[Dataset entries]
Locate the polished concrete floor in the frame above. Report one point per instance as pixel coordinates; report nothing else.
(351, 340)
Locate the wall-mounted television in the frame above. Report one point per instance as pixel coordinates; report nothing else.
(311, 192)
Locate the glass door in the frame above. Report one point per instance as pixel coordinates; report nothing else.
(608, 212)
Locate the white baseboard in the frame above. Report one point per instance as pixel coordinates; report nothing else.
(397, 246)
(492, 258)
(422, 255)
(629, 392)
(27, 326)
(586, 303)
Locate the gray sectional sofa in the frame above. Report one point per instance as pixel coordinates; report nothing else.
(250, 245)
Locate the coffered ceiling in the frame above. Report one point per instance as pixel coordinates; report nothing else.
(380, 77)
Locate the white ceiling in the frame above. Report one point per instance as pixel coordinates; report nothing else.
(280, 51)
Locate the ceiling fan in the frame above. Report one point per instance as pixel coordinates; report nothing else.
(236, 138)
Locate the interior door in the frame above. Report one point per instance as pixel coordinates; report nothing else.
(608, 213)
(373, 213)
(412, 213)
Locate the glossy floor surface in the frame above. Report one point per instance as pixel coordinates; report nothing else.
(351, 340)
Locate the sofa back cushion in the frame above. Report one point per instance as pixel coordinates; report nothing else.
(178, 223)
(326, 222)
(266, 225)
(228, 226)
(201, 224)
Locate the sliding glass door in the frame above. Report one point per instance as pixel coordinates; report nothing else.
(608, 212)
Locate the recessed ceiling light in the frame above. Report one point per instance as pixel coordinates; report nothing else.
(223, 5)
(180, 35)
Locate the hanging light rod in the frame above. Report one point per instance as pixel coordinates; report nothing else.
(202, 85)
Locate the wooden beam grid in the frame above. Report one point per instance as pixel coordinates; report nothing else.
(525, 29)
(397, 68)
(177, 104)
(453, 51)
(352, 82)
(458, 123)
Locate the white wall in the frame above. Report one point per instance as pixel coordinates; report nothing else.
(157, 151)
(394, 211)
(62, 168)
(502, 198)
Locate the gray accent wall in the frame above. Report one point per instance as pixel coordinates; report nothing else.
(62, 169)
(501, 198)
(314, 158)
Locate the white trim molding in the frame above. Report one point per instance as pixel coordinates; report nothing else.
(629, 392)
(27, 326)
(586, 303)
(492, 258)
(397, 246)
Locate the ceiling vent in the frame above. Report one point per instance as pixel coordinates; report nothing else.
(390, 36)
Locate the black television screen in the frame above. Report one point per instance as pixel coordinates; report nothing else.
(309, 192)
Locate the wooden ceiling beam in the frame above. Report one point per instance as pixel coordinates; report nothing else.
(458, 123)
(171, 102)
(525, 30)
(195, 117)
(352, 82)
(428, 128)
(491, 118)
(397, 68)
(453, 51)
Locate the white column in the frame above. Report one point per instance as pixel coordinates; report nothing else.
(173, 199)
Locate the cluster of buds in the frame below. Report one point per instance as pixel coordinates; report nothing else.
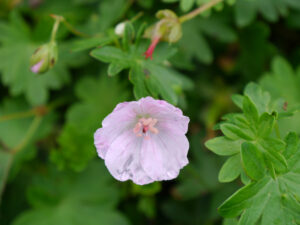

(DIRECTIONS FOR THIS TASK):
Could you retype the records above exactly, omitting the pictures?

(RESULT OF THIS TASK):
Locate the polished concrete floor in the frame above. Report one point per instance as pixel coordinates; report nothing else.
(351, 340)
Locate the wall-mounted television in the frame above. Report one point per instance as pixel coordinates; report nothing else.
(311, 192)
Locate the glass door in the frame above. Report one point per instance as pixel coordinates; report nothing else.
(608, 212)
Locate the white baseboard in the frame above. Report one point per instance as pixel coordinates; report nothing else.
(397, 246)
(492, 258)
(422, 255)
(629, 392)
(27, 326)
(586, 303)
Locate the gray sectional sofa in the frame above. Report one point per instance as pixel coordinates; report nothing else.
(250, 245)
Locate the coffered ceiling in the frame above. Report one point per instance as pixel coordinates; report nothing else.
(380, 77)
Locate the white ceiling in the frame above. Report one point per instance as pixel coordinates; report nothing else.
(280, 51)
Locate the ceiling fan in the frame above. Report one point per instance as pixel coordinates; report nothing else.
(236, 138)
Locate the interior door in the frame above. Report one point per instance as pixel coordinates; report nothing else.
(608, 213)
(373, 213)
(412, 213)
Locate the glossy floor surface in the frame above. Report one point per instance as pixel coordinates; report nothing else.
(351, 340)
Locate the sofa back cushion in the frame above. Report one point per instance as pixel coordinates; report nothing else.
(178, 223)
(326, 222)
(266, 225)
(228, 226)
(201, 224)
Locate the sliding glass door in the frame above. Report one point per instance as pixel coordinates; report nothing else.
(608, 212)
Locate the recessed ceiling light in the frame above. Report one point per instance as pixel coordinates; report nothing else.
(223, 5)
(180, 35)
Locate the hanging light rod in the frame above. Report one point per instance as pixel coordinates; report nothing else.
(202, 85)
Locate the wooden beam grid in the frame above. Report one point per instance as pixel coordinates; report nothing else.
(525, 29)
(397, 68)
(177, 104)
(453, 51)
(352, 82)
(458, 123)
Locate the white wall in the frame above. Report one point per instance as pixel coordinates; report nothing else.
(157, 151)
(394, 211)
(62, 168)
(502, 198)
Locate the gray accent wall in the frame above. Report one point per instance as pixel coordinates; report nothing else.
(62, 169)
(501, 198)
(314, 158)
Locate the white trim molding in the frame above. Report one point per instance as pixel coordinates; report nothing else.
(629, 392)
(27, 326)
(586, 303)
(492, 258)
(397, 246)
Locate the ceiling vent in the frame above. Report one point per instance as pixel coordinates; report nothing else.
(390, 36)
Locate the black television screen in the frame above. Report one point per instance as pixel coordinates; report nothing else.
(309, 192)
Locate the wooden ceiling beam in the frame above. Report one point per instance as pixel coordinates; report nothing else.
(458, 123)
(171, 102)
(525, 30)
(195, 117)
(352, 82)
(428, 128)
(491, 118)
(397, 68)
(453, 51)
Locate the white column in the frame above. Report one point per instance as pixel coordinates; report nothing else.
(173, 199)
Locate the cluster of buds in the frame below. Report one point per instance as pixel coordinates; report nothing else.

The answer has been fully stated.